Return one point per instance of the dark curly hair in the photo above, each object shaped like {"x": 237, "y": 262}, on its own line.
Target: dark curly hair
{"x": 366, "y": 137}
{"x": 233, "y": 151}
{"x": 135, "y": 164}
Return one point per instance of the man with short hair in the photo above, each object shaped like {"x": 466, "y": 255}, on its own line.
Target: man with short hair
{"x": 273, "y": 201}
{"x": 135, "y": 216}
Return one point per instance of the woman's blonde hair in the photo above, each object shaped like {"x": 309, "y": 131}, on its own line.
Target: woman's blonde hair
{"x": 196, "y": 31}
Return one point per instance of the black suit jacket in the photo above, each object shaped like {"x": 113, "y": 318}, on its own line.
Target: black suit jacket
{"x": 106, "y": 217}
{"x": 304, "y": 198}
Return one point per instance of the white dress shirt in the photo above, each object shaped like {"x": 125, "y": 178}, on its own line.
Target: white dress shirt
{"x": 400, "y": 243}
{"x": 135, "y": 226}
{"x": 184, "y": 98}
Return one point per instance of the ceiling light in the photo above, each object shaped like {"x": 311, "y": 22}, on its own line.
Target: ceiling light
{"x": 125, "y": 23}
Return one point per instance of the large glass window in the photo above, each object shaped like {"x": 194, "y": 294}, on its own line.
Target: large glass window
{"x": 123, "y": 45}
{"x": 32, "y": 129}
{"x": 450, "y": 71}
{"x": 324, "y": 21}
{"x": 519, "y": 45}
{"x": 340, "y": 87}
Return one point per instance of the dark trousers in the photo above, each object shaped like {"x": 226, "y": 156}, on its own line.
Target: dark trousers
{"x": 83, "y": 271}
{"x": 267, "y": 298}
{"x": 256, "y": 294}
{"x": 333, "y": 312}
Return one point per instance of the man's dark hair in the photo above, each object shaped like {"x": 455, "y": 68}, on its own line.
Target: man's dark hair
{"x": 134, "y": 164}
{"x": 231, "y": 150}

§ **ACTIVITY**:
Write out the full listing exactly as given.

§ **SOLUTION TO THE EXERCISE**:
Return one point per instance of the dark curly hair in the photo above, each object shaped like {"x": 237, "y": 262}, on its own line.
Target: dark curly hair
{"x": 366, "y": 137}
{"x": 233, "y": 151}
{"x": 135, "y": 164}
Return one point per instance of the man with short hair in the photo above, each object shaped like {"x": 466, "y": 255}, on its own line.
Target: man with short hair
{"x": 273, "y": 201}
{"x": 135, "y": 216}
Return one point per instance of the woman's blonde hair in the photo above, each object shaped like {"x": 309, "y": 131}, on its own line.
Target: woman's blonde hair
{"x": 196, "y": 31}
Return one point per instance of the black suit jacket in the photo above, each object shaped like {"x": 113, "y": 318}, on its own line.
Target: black suit jacket
{"x": 106, "y": 217}
{"x": 304, "y": 198}
Return one point per instance of the white dress shirt in the photo above, each object shaped like {"x": 125, "y": 178}, on its own line.
Target: white dress shirt
{"x": 400, "y": 243}
{"x": 135, "y": 226}
{"x": 184, "y": 98}
Return one point per instance of the ceiling light in the photo above, each object shaped like {"x": 311, "y": 22}, on its own line.
Target: ceiling light
{"x": 125, "y": 23}
Return one point per instance of the large glass window in the photo above, each object shaped like {"x": 194, "y": 294}, on its own line.
Target: large glass window
{"x": 123, "y": 45}
{"x": 32, "y": 129}
{"x": 450, "y": 71}
{"x": 324, "y": 21}
{"x": 519, "y": 45}
{"x": 340, "y": 87}
Return one point per instance of the dark trousers in the photo above, each object shaped like {"x": 226, "y": 156}, on its own line.
Target: dark trousers
{"x": 83, "y": 271}
{"x": 267, "y": 298}
{"x": 256, "y": 294}
{"x": 333, "y": 312}
Return one point per instance of the man's dark hair in the photo above, each object shaped like {"x": 455, "y": 68}, on its own line.
Target: man's dark hair
{"x": 134, "y": 164}
{"x": 231, "y": 150}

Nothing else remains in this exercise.